:: Records to process ::

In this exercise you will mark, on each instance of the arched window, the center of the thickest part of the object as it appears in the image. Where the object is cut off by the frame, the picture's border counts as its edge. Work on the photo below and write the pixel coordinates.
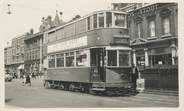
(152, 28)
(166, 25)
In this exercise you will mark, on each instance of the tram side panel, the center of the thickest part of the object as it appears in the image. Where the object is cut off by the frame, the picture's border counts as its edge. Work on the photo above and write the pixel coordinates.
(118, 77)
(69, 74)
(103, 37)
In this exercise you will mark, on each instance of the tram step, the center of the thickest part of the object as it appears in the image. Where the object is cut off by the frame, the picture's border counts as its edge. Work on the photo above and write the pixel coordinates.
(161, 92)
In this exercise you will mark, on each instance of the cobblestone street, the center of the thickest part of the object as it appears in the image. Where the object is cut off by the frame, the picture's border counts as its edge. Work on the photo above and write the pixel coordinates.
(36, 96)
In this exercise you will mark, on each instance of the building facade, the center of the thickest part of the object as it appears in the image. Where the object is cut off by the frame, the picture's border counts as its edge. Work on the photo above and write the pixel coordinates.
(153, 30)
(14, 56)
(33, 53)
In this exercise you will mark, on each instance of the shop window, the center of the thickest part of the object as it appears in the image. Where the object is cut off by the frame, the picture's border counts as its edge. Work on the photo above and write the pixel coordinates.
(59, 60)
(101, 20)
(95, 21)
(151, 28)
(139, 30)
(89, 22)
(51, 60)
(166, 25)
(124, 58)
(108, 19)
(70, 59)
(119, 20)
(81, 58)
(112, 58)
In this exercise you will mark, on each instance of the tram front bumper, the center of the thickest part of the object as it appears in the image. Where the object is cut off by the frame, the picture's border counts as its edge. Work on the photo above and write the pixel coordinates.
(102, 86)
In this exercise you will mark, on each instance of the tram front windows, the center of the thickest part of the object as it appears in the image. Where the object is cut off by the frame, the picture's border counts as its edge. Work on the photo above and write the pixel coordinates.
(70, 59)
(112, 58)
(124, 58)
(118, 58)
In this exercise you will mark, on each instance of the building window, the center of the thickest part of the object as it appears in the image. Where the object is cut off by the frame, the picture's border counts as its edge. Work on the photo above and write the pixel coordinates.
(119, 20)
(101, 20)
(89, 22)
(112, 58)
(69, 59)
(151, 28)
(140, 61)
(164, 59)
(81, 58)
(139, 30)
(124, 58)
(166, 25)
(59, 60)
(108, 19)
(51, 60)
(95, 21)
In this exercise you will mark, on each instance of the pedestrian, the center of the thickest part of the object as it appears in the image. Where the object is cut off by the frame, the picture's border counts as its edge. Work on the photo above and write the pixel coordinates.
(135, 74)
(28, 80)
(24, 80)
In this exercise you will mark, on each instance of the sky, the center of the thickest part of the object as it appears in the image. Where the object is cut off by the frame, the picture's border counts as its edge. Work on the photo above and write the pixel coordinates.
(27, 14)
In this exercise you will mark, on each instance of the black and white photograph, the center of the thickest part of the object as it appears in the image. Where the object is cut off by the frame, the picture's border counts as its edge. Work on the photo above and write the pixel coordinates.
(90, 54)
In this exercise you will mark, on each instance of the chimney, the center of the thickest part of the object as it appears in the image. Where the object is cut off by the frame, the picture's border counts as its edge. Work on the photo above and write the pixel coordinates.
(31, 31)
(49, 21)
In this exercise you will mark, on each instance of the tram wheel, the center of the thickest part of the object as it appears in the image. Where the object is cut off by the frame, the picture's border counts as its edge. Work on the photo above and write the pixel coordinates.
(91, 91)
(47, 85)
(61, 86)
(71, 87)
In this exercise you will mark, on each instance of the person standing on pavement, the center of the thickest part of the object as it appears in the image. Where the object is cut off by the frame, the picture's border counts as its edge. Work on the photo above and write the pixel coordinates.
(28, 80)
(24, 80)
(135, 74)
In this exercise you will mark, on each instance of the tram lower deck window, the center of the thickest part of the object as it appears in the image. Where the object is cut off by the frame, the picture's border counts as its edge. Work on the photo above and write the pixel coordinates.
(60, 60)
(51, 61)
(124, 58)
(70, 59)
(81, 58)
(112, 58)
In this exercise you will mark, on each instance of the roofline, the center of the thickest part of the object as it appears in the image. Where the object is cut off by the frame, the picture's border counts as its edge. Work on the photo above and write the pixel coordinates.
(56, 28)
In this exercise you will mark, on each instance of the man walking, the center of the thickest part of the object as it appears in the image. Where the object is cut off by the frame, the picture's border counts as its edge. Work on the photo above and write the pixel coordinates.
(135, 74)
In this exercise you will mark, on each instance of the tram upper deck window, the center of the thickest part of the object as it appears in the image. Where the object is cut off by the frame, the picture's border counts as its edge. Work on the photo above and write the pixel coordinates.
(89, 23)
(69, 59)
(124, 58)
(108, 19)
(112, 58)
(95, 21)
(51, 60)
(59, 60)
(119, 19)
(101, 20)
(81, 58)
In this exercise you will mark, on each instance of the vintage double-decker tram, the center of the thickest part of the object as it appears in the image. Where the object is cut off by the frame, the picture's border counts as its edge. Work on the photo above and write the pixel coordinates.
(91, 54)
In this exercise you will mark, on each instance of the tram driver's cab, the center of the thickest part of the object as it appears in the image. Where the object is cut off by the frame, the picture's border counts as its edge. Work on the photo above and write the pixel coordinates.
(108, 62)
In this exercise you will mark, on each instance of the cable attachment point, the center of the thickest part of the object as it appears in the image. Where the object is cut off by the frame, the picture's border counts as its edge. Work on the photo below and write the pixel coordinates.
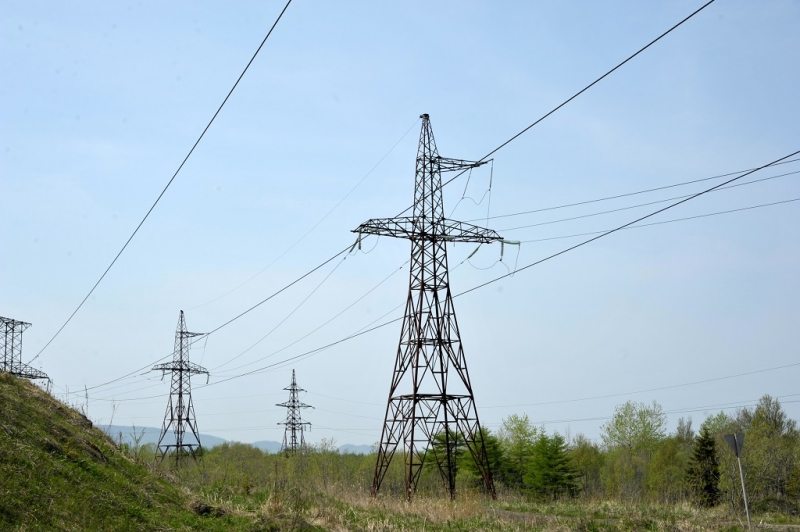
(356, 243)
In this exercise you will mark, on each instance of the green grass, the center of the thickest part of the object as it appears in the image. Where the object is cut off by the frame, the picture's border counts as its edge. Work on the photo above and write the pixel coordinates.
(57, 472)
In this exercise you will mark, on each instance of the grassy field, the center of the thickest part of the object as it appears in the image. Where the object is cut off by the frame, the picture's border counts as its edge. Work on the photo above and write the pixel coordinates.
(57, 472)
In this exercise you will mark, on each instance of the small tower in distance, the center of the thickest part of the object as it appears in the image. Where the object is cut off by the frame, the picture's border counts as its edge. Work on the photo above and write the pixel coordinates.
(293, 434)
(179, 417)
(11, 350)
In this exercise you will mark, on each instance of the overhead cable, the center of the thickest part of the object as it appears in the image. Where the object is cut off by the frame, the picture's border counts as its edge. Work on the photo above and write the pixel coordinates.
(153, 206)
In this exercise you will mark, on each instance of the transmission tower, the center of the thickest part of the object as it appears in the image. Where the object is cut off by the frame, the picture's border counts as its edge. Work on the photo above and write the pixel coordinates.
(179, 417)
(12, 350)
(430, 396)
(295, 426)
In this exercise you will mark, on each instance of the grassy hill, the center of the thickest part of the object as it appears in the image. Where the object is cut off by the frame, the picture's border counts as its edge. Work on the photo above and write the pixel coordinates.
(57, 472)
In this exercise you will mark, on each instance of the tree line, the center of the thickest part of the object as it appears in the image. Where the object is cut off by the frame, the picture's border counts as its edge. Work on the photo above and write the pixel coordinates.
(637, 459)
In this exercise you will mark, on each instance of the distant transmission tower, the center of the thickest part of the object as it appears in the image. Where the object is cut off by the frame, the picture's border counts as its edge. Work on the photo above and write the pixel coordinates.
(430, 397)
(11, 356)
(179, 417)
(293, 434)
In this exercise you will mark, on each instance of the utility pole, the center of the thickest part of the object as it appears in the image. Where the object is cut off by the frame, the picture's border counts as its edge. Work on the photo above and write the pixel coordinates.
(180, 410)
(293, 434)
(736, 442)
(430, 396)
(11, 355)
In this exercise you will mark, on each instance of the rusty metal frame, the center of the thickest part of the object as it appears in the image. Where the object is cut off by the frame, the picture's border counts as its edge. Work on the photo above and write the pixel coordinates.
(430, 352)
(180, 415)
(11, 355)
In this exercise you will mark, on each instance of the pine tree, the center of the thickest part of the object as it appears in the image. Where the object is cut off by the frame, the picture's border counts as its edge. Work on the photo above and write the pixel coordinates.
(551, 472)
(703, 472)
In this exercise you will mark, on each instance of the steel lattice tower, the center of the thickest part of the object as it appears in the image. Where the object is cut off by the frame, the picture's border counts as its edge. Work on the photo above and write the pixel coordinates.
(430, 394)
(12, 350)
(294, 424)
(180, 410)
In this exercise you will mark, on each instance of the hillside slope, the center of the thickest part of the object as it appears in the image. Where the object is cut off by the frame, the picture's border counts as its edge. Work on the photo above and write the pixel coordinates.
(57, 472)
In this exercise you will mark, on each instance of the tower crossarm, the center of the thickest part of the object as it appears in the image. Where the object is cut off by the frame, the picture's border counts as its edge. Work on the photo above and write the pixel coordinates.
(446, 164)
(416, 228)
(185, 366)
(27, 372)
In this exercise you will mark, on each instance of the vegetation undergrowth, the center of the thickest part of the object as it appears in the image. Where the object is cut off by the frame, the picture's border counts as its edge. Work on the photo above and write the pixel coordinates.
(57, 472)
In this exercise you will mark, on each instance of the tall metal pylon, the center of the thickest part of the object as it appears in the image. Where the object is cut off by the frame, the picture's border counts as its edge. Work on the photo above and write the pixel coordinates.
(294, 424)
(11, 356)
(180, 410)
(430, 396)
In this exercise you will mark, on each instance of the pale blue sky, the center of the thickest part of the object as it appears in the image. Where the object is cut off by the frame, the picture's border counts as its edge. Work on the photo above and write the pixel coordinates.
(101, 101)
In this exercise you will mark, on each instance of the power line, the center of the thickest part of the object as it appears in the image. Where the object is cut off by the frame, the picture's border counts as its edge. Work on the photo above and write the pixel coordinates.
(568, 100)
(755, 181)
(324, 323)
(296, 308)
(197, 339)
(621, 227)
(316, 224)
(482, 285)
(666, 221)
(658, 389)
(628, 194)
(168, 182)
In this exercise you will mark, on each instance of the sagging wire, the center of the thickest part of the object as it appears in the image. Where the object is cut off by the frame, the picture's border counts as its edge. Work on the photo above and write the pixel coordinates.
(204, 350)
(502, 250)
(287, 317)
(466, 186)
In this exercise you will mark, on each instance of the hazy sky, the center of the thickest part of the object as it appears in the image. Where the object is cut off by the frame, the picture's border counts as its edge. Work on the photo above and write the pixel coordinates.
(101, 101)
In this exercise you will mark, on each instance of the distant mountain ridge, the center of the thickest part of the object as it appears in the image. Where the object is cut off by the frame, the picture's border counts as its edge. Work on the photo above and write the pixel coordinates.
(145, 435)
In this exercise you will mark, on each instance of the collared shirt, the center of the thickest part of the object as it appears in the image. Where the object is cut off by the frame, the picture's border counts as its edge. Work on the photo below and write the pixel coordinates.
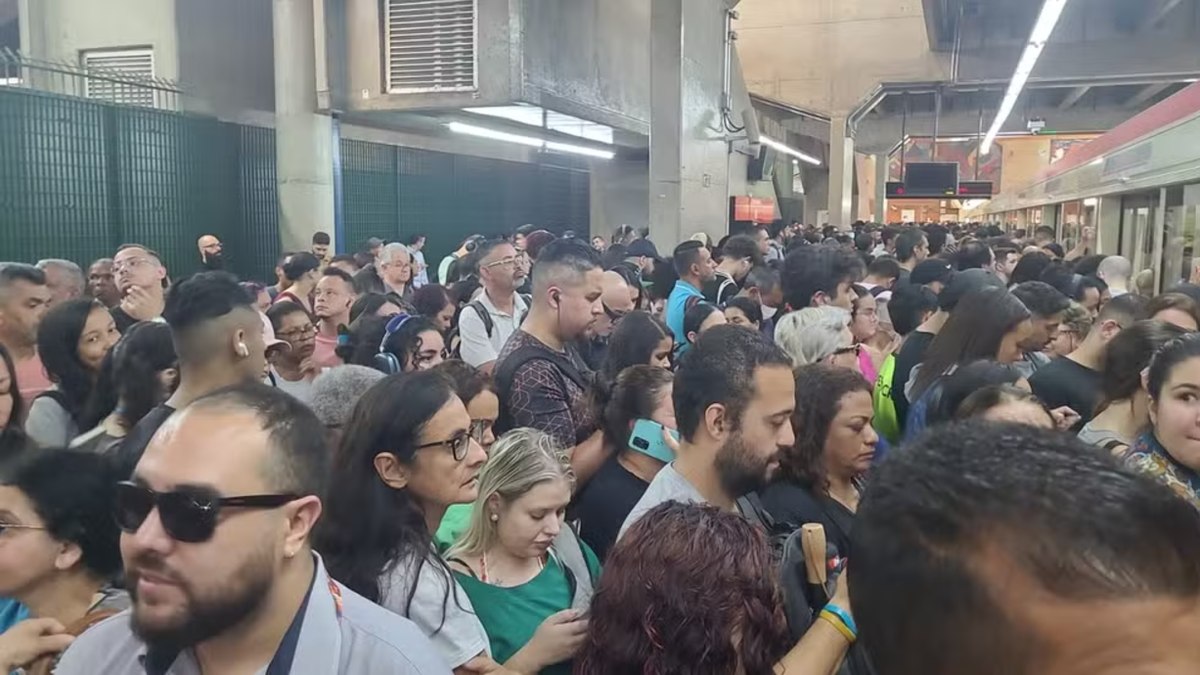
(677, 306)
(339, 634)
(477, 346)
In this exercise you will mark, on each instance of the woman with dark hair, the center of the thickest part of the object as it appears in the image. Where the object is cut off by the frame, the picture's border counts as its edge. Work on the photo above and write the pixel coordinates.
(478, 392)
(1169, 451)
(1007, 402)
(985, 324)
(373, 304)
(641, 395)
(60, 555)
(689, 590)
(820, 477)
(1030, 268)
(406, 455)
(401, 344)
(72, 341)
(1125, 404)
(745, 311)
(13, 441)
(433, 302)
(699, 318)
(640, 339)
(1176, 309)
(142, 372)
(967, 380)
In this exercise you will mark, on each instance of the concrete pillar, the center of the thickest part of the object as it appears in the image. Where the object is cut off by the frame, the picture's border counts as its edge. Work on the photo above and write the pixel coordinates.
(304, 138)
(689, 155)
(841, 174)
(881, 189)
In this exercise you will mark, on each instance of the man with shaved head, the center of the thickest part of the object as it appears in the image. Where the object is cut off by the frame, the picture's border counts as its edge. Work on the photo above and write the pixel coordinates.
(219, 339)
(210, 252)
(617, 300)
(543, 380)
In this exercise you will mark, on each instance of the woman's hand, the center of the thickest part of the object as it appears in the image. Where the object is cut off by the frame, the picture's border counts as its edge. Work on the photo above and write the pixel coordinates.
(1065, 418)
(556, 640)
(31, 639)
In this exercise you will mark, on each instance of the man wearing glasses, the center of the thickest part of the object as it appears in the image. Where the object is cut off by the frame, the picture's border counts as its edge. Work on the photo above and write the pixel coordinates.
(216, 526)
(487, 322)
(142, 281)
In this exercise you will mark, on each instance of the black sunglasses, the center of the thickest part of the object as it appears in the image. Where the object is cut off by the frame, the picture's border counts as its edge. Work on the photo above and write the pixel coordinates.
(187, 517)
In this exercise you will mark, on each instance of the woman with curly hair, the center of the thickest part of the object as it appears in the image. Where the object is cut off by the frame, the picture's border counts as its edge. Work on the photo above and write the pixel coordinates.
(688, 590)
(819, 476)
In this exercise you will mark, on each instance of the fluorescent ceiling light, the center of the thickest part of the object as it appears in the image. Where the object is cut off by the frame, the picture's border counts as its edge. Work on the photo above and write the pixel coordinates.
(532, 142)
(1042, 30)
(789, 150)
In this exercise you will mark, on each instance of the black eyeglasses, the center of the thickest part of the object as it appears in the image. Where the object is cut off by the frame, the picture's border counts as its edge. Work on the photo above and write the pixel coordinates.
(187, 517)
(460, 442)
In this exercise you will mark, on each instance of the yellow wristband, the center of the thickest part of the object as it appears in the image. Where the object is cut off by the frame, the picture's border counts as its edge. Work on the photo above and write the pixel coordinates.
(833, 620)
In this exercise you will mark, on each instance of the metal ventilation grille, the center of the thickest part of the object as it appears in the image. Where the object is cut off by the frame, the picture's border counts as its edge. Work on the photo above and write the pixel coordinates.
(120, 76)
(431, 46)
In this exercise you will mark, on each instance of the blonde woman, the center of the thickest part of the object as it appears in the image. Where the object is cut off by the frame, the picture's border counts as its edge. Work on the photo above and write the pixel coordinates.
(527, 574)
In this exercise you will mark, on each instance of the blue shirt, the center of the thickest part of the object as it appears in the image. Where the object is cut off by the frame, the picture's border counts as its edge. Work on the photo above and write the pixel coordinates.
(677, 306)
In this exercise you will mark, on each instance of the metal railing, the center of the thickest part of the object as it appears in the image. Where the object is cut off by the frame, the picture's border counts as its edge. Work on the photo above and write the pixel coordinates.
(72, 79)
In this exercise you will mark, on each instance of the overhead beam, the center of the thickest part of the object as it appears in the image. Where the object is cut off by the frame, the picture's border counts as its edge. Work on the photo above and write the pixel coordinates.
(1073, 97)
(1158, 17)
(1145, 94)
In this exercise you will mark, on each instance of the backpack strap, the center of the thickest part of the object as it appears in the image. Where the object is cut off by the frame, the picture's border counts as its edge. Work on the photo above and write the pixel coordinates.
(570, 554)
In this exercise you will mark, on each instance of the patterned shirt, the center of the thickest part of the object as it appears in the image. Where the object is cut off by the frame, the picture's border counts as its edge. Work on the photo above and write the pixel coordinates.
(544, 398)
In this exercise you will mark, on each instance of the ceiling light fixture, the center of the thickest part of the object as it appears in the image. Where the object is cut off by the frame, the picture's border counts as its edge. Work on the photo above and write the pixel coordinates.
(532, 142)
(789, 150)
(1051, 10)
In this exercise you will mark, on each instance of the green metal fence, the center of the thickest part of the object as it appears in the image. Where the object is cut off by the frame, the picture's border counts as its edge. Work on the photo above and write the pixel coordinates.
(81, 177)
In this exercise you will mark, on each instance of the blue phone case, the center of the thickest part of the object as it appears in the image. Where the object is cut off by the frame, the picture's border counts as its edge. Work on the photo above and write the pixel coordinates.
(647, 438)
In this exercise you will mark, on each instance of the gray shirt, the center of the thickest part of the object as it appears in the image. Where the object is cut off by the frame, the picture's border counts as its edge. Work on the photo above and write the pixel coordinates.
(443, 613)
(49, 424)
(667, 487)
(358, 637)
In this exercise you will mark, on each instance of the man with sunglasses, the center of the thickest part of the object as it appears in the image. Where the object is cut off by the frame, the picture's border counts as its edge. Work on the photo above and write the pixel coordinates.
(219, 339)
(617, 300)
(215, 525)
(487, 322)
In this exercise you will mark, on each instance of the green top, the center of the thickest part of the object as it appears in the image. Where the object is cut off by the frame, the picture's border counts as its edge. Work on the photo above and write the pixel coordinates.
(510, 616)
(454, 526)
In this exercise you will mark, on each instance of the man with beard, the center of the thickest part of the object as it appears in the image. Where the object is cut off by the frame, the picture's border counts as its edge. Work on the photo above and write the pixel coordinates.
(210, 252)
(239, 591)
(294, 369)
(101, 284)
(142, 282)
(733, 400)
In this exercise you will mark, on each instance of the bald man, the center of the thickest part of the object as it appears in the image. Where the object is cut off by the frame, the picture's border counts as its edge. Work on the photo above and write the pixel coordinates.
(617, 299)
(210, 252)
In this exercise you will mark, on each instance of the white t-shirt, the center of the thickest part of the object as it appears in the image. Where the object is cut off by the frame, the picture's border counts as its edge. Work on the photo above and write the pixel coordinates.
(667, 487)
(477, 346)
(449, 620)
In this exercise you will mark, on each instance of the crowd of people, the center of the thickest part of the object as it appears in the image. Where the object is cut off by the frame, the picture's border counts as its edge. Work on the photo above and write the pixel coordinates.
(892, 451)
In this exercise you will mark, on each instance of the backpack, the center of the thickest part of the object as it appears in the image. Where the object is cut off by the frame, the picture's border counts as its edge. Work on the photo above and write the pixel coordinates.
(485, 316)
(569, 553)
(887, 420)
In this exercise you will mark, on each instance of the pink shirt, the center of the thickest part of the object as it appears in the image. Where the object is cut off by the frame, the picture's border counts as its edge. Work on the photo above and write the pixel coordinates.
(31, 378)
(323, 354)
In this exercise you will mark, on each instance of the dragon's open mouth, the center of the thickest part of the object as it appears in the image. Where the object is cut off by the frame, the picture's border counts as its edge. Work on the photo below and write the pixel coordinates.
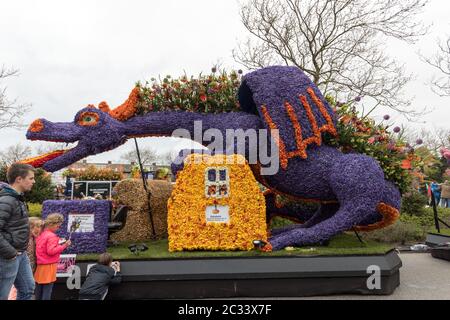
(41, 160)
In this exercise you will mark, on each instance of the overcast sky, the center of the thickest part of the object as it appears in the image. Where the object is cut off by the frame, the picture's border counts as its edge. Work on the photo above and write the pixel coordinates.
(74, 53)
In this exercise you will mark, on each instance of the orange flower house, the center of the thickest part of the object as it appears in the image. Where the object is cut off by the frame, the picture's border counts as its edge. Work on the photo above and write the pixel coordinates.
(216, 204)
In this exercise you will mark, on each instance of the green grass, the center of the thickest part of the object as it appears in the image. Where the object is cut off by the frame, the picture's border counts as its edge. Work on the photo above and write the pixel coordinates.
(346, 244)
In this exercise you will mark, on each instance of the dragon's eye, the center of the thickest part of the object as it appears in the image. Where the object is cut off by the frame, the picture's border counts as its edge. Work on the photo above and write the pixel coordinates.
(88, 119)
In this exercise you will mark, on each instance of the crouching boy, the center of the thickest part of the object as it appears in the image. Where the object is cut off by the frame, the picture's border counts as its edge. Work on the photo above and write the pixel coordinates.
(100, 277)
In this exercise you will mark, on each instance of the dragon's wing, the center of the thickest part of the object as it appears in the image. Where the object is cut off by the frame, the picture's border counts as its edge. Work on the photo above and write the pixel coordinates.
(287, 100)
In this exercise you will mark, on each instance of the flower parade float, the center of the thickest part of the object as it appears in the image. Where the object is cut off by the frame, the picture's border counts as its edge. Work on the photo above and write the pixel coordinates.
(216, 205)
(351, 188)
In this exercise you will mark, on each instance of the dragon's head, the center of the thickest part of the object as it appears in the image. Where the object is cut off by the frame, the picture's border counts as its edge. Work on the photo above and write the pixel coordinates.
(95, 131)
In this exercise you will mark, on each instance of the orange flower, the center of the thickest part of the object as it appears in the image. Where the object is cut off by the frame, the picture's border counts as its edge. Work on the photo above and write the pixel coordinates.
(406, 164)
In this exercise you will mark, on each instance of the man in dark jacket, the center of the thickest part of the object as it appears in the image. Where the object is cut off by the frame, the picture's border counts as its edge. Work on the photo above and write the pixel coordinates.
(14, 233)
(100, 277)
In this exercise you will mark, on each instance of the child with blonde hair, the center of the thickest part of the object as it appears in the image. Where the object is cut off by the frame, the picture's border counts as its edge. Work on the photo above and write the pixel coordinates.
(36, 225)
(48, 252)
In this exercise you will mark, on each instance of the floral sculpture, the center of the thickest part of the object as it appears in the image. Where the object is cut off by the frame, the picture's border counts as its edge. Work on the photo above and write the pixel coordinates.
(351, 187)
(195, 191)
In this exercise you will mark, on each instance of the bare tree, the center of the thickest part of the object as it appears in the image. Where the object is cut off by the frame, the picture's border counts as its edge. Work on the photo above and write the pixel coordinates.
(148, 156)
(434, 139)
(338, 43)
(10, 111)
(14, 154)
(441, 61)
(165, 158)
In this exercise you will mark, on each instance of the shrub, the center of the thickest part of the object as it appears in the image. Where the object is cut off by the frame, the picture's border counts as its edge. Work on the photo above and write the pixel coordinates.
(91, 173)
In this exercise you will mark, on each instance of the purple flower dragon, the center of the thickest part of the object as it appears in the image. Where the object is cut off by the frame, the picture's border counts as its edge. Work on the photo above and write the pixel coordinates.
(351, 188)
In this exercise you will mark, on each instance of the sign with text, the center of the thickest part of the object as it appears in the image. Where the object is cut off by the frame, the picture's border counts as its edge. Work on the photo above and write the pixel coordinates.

:::

What to do: Transcribe word for word the lines from the one holding "of the purple" to the last line of the listing above, inclusive.

Reply to the task:
In this exercise you will mark, on each instance of the purple flower dragon, the center of the thickest part of the object as it appears in the image. Where the object is cut off by the frame, the picture's border counts as its edge. Work on the photo above and write the pixel coordinates.
(351, 188)
In this exercise you will mark, on each instance of the sign with text, the center of the thickest part of the object as it appears in the image. Where the object is cut off by the frame, the picture's border counts as its edge. Work on the photo above and write the pixel coordinates.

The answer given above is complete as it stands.